__EXERCISE REQUIREMENTS__. Change "drill" to "exercise" everywhere in the records below, leaving every other line intact.

[Labeled-object pointing entries]
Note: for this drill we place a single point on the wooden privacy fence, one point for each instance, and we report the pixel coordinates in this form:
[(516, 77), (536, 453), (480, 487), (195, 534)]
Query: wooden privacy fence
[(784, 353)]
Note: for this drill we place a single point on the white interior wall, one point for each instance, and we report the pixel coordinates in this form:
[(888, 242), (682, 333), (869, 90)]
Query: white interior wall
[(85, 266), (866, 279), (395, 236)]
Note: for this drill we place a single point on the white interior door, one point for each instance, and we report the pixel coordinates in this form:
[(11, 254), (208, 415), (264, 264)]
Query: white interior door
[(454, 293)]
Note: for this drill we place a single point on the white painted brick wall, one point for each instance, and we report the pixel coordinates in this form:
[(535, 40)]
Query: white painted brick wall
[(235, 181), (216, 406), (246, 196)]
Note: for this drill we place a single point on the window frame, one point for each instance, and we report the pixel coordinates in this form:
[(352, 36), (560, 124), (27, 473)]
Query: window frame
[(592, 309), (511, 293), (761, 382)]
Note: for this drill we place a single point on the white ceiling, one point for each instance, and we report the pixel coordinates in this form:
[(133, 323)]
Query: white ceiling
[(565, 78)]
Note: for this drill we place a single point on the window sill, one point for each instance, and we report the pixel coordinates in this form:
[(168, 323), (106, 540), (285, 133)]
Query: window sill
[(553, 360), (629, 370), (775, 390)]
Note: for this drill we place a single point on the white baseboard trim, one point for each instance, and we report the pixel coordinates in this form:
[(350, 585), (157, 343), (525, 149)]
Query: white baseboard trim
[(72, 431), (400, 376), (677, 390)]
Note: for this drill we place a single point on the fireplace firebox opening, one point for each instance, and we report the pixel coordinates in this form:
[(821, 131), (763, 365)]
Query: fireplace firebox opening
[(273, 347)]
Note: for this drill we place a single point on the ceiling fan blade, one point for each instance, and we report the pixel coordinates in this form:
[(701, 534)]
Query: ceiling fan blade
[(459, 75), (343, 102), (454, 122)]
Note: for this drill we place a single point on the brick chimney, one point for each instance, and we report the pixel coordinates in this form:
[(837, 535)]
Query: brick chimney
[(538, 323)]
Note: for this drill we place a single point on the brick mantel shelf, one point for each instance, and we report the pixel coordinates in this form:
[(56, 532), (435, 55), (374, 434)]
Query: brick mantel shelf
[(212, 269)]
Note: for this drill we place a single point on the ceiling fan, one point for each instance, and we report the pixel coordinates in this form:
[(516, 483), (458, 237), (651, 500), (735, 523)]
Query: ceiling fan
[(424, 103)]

__COMPLETE RESPONSE__.
Note: for this exercise we place a single point on the wooden privacy fence, one point for each instance, and we report the pixel coordinates in this form:
[(516, 77), (536, 453), (480, 487), (195, 534)]
Query: wooden privacy fence
[(784, 353)]
Note: for this exercise we place a single point on the white interior wall, one point for each instance, and we report the pixel coordinates in this form:
[(888, 242), (682, 333), (869, 90)]
Query: white interior wall
[(85, 266), (866, 279), (395, 236)]
Note: for this exercise we place a single point on the white interior door, one point for each instance, and we report the pixel coordinates in this form:
[(11, 254), (208, 415), (264, 264)]
Query: white interior door
[(454, 293)]
Note: for this exercise we place a single point on the white painted brick wall, one point for each instance, and we report the pixel coordinates in this form:
[(535, 40)]
Query: white painted brick wall
[(235, 181), (216, 406), (246, 196)]
Note: for this exercise we place a single point on the window frame, one point for each instance, and we report the pixel coordinates in this form:
[(352, 36), (560, 124), (27, 473)]
Query: window frame
[(592, 309), (511, 293), (761, 382)]
Note: for this exercise we place a single point on the white ceiling, one point for each instance, and we report the pixel coordinates in this form:
[(133, 323)]
Query: white ceiling
[(565, 78)]
Note: for this exercise we place a single point on the window sill, one point for each instance, and we report the pixel coordinates in this form:
[(168, 323), (106, 540), (285, 133)]
Query: window sill
[(553, 360), (629, 370), (775, 390)]
Note: for this exercise we place a single point on the white baseboard trim, one point for each instance, and we report the pixel coordinates in this form:
[(350, 585), (157, 343), (525, 149)]
Query: white baseboard trim
[(72, 431), (400, 376), (677, 390)]
Note: for this exercise we place a single point on the fireplace firebox opening, one point for each instance, and we report the pixel coordinates in this form:
[(821, 131), (763, 365)]
Query: fireplace firebox opening
[(273, 347)]
Note: for this exercise we place a single point on the ceiling fan blade, one point for each instance, and we report the pixel coordinates in this form:
[(701, 534)]
Query: ceiling fan blade
[(459, 75), (343, 102), (454, 122)]
Note: for this exercise we place a single point on the brick chimney, one point for each instance, and we report the pixel coordinates in this form:
[(837, 535)]
Query: brick chimney
[(538, 323)]
Note: for this exercise we place a single point on the brick mantel shelf, one point for each instance, and we report the pixel coordinates in this form:
[(56, 532), (435, 55), (374, 434)]
Query: brick mantel shelf
[(212, 269)]
Note: for this exercise we place a single point on the ceiling fan, one point for each instance, and we report the pixel coordinates in this form:
[(516, 483), (458, 237), (651, 500), (735, 523)]
Query: ceiling fan
[(424, 103)]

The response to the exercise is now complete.